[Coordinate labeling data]
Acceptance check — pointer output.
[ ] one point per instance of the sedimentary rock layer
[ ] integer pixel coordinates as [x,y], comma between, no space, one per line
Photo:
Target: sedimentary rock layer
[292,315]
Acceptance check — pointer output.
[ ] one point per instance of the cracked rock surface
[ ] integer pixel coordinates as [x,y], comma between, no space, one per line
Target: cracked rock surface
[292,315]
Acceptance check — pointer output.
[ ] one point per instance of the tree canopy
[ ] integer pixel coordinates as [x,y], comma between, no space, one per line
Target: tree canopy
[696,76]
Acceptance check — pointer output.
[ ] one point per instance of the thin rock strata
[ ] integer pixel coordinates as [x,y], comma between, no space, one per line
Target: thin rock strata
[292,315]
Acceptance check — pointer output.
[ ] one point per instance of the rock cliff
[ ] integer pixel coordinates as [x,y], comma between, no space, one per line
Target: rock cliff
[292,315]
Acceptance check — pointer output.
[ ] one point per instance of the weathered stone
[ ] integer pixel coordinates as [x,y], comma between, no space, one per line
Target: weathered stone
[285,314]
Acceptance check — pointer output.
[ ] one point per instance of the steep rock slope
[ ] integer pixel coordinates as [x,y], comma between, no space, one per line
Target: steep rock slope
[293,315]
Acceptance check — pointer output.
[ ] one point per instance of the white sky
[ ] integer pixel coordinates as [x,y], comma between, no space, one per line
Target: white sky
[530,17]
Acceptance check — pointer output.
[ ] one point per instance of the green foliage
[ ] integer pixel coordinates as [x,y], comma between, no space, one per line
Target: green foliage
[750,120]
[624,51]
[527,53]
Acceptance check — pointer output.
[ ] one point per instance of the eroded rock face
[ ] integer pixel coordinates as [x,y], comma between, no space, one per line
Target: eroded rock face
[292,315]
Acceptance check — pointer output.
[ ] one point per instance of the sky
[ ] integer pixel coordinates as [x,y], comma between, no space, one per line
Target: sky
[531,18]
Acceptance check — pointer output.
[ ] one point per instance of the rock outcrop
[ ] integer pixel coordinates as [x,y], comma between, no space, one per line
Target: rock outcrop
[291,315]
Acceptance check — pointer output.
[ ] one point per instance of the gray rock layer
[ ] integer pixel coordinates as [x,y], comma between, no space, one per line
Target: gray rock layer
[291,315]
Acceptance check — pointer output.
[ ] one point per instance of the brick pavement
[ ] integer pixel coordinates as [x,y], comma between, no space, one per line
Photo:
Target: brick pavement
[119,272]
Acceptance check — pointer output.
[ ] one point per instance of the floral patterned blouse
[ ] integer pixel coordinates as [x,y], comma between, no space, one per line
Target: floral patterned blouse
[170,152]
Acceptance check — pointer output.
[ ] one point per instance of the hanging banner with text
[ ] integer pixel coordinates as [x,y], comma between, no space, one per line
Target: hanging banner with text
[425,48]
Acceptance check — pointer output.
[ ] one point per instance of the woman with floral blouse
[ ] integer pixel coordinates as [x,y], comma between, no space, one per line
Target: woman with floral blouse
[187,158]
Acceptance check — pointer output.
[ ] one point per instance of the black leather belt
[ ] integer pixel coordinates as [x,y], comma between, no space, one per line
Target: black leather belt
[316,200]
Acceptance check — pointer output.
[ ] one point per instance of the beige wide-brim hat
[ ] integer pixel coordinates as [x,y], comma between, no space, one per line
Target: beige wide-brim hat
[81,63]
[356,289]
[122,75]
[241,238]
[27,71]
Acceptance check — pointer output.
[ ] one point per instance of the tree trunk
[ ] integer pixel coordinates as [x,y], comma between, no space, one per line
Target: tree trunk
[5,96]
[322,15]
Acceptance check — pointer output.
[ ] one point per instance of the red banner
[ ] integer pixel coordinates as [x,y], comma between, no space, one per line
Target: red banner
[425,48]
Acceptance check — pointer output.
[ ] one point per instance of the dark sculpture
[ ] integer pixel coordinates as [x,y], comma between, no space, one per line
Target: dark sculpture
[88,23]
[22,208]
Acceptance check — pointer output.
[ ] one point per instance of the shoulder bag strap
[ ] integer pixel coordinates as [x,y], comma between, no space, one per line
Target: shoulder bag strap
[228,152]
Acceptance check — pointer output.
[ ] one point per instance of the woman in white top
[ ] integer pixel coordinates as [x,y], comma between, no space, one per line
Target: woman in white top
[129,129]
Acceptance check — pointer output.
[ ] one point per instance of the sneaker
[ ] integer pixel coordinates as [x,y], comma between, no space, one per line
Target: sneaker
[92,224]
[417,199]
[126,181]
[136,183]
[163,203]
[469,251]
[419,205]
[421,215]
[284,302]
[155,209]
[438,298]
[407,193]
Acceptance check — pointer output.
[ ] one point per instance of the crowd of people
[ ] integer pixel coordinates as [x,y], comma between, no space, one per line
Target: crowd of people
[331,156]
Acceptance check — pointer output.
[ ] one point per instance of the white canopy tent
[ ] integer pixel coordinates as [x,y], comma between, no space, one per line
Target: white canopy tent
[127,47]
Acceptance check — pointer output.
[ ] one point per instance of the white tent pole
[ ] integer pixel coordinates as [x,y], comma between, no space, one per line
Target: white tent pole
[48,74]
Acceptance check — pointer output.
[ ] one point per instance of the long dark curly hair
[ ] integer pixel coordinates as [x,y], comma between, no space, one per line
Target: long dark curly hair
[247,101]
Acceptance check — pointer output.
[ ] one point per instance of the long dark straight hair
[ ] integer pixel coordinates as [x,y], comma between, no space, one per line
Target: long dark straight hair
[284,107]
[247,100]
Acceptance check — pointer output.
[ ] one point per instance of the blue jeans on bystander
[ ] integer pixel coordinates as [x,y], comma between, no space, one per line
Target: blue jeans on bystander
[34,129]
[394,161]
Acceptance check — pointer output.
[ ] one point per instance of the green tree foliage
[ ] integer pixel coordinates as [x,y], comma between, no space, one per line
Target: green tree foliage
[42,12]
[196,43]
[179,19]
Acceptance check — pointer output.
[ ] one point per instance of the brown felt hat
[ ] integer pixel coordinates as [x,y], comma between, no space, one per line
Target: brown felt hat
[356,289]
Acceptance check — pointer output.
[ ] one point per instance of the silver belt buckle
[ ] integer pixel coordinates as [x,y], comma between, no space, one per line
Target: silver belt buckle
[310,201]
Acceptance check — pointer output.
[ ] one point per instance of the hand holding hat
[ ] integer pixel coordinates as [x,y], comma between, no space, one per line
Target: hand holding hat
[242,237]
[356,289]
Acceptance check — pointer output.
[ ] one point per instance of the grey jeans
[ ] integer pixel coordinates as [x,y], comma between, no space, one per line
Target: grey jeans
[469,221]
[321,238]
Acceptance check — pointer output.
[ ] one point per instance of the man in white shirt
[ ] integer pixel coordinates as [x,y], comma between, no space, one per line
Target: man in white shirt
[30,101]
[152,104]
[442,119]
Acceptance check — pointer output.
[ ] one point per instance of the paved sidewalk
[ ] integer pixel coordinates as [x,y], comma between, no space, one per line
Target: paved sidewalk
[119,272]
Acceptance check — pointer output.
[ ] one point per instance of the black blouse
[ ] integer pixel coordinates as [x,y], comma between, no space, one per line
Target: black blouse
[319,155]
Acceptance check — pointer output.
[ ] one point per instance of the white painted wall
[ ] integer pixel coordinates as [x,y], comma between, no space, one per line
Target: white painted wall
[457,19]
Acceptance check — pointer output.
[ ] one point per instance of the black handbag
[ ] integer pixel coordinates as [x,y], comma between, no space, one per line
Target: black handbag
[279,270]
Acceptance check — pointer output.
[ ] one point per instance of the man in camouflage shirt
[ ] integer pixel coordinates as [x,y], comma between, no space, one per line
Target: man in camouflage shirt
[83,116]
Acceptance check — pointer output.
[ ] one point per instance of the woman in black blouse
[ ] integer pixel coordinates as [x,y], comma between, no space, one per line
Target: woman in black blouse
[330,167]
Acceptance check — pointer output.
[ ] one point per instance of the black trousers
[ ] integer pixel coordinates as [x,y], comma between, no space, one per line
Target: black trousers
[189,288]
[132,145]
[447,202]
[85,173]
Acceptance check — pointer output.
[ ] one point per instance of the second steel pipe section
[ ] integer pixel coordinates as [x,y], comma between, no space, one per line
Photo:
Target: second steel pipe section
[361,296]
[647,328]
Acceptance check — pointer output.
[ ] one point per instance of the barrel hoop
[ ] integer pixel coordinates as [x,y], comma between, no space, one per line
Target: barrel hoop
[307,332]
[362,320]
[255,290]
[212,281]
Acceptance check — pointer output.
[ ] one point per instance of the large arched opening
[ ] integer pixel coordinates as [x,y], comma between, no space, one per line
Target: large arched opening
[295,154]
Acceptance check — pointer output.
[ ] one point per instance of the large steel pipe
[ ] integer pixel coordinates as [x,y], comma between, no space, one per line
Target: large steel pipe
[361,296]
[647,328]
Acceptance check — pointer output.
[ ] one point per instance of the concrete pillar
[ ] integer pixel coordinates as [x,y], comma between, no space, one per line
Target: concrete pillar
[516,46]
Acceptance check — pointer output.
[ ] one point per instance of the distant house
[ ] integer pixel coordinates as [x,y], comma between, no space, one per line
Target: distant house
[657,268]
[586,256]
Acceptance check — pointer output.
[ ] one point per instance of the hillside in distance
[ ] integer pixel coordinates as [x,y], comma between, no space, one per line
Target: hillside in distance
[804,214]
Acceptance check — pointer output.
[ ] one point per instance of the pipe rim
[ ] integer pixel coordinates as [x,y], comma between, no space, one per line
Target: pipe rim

_What is being asked_. Gather every line of the material above that contains the word "bystander" and copy each one in full. The match is case-sensitive.

_Result below_.
[ ] one point per instance of the blue jeans on bystander
Target: blue jeans on bystander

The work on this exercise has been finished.